### EXERCISE BRIEF
Reproduce the line that contains "Where can the flower" and every line after it through the end of the records, exactly, with nothing added.

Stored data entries
════
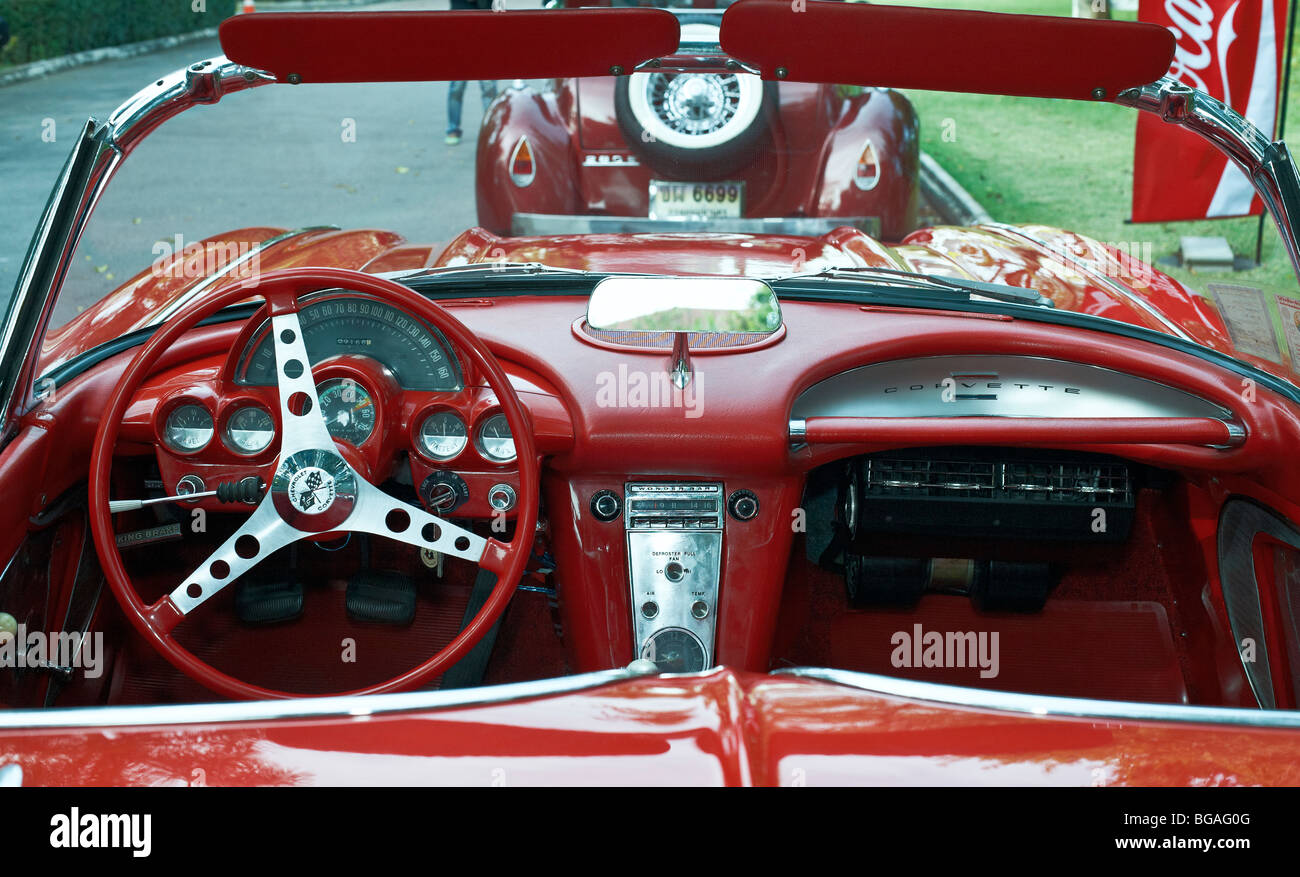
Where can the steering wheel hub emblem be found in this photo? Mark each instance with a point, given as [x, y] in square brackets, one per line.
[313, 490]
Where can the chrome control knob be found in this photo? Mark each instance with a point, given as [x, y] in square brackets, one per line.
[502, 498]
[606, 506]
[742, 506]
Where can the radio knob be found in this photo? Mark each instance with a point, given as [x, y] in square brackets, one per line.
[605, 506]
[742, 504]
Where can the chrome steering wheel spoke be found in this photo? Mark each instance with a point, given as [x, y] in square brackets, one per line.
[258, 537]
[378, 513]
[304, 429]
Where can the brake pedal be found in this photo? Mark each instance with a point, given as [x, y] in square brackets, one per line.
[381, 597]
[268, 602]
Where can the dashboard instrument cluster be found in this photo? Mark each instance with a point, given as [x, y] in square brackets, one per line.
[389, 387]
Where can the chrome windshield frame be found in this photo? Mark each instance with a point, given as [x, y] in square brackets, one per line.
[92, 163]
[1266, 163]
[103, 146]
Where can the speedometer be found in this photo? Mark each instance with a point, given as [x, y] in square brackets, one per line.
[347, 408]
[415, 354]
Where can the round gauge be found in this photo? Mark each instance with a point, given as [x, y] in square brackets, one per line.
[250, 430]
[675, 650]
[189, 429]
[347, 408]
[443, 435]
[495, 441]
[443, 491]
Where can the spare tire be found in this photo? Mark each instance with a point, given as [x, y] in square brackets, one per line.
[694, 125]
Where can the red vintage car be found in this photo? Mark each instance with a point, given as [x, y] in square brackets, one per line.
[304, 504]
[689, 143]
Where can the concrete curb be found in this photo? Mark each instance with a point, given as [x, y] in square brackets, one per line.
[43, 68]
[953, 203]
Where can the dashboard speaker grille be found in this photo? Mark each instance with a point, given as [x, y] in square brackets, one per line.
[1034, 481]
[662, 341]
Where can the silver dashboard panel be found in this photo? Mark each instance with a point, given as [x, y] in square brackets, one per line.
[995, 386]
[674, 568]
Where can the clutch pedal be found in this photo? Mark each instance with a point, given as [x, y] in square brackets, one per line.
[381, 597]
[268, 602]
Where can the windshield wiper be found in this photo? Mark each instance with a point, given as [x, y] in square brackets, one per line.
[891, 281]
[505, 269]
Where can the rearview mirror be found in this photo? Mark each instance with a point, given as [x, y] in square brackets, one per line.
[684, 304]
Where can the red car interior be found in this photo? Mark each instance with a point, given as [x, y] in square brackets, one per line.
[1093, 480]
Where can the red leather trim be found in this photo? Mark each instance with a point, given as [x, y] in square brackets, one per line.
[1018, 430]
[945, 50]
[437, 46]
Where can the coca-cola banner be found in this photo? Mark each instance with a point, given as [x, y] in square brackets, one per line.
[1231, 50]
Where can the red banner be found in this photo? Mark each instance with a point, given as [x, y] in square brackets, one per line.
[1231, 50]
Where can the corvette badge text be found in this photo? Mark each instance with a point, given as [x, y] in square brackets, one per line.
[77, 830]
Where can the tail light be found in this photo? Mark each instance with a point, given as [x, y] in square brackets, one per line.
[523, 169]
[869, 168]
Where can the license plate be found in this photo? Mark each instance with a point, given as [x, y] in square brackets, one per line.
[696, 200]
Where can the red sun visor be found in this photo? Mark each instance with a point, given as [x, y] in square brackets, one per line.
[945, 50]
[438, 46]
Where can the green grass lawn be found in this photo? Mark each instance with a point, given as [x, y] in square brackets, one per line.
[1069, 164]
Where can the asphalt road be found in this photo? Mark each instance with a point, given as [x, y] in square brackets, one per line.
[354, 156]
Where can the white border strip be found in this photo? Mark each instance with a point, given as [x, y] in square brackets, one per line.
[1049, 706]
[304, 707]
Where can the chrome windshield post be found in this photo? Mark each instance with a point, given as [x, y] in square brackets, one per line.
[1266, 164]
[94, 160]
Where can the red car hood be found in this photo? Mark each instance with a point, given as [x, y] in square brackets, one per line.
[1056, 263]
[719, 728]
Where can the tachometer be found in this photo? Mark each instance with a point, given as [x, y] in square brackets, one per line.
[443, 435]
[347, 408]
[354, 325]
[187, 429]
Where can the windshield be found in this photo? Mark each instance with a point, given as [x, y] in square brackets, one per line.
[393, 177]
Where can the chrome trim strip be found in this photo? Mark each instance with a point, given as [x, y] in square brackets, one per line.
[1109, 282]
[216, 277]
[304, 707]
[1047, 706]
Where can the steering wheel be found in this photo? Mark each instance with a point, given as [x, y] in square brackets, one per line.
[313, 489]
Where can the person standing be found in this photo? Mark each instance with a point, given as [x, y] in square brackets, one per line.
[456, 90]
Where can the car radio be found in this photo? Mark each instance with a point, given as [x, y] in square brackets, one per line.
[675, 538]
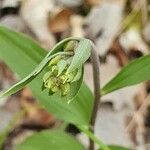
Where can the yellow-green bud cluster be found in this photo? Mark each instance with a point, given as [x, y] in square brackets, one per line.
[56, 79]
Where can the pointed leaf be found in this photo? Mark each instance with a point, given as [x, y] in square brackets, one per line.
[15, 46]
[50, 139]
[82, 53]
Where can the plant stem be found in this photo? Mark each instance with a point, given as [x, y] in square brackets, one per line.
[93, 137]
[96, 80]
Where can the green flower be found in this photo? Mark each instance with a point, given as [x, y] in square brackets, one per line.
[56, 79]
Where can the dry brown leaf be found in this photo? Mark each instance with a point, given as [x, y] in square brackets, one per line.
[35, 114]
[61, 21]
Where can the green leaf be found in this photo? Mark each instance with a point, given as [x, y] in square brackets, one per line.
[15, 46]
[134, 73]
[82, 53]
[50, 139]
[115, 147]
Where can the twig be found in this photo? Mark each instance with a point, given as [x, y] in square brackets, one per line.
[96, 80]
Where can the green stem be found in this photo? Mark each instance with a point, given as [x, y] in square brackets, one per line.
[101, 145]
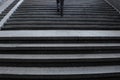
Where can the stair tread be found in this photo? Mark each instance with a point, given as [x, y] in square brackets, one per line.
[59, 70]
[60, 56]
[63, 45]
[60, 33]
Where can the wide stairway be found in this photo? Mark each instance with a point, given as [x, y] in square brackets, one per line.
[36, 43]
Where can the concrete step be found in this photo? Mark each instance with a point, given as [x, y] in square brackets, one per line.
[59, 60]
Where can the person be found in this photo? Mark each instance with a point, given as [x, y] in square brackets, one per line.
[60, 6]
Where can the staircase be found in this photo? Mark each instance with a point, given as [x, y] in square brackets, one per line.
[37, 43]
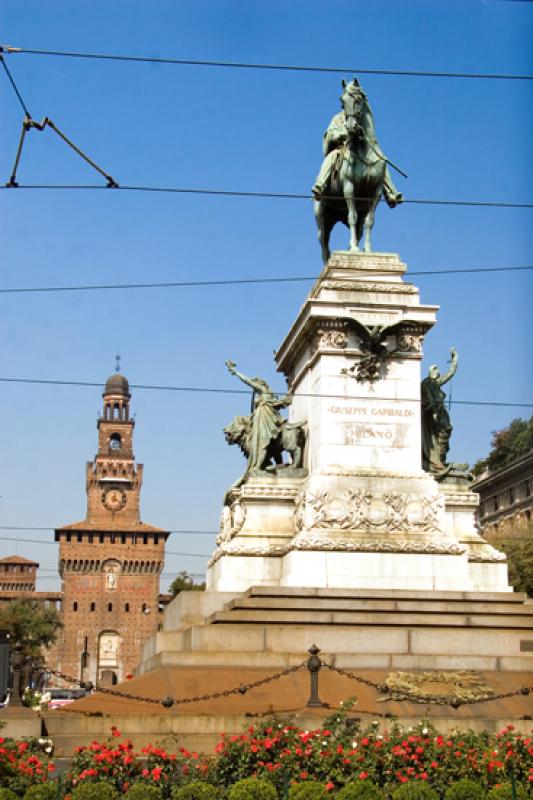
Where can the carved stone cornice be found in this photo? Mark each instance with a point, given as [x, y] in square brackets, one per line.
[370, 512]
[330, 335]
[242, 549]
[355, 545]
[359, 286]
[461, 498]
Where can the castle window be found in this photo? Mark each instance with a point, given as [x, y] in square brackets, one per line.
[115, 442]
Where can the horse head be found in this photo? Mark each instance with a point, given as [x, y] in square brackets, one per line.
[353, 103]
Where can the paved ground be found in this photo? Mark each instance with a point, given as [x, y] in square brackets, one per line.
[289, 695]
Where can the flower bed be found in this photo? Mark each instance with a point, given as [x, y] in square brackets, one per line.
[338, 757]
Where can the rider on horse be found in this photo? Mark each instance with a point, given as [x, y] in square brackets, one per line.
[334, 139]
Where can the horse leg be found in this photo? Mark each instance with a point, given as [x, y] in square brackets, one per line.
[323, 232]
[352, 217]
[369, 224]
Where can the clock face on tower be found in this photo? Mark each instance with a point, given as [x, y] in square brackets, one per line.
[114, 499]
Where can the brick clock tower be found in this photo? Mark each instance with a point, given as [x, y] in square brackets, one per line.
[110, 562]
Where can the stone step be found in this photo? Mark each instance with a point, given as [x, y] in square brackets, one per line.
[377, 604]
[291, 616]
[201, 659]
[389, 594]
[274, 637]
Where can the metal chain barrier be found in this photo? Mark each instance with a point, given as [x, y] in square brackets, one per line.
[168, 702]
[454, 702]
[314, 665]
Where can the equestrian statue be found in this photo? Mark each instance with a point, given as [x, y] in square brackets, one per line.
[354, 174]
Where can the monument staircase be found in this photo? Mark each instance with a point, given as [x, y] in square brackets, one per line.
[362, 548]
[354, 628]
════
### THE COMPLETED TASK
Where can the flower bed be found in this photo? Mark each instance with a point, given as [x, y] in square brackets, one per line.
[338, 757]
Where can the rider on horse be found in this photo? Mark each instance with a point, given as [x, y] in square brackets, one per line.
[334, 139]
Where can the horse leg be found in this photo? Mark each instance with a point, given as [x, y] in square brackets, one per line.
[323, 232]
[352, 217]
[369, 224]
Where can the clock face on tower be found in this photo? Mark each instance with a point, given as [x, y] in square brackets, one per line.
[114, 499]
Where can the brick clock tower be found in this photo? Mark each instance with a point, given as [x, y] in square brackets, one per line.
[110, 562]
Where can the stone step be found in this photo? Mark each instance with a point, given as [x, y] in square brackets, one per line.
[377, 604]
[291, 616]
[201, 659]
[389, 594]
[274, 637]
Where can the metal chain barrier be found in this photo? Mark each instance with a point, given as [x, y] in square brackets, one per line.
[168, 702]
[454, 702]
[314, 665]
Where can the equestrian statue be found in this photo? Mark each instance with a point, given as [x, y] in square brackets, one per line.
[354, 174]
Where can the monument staircase be found in this photo? Mark each instance with a point, given as [x, y] in square brackets, one per line.
[362, 548]
[354, 628]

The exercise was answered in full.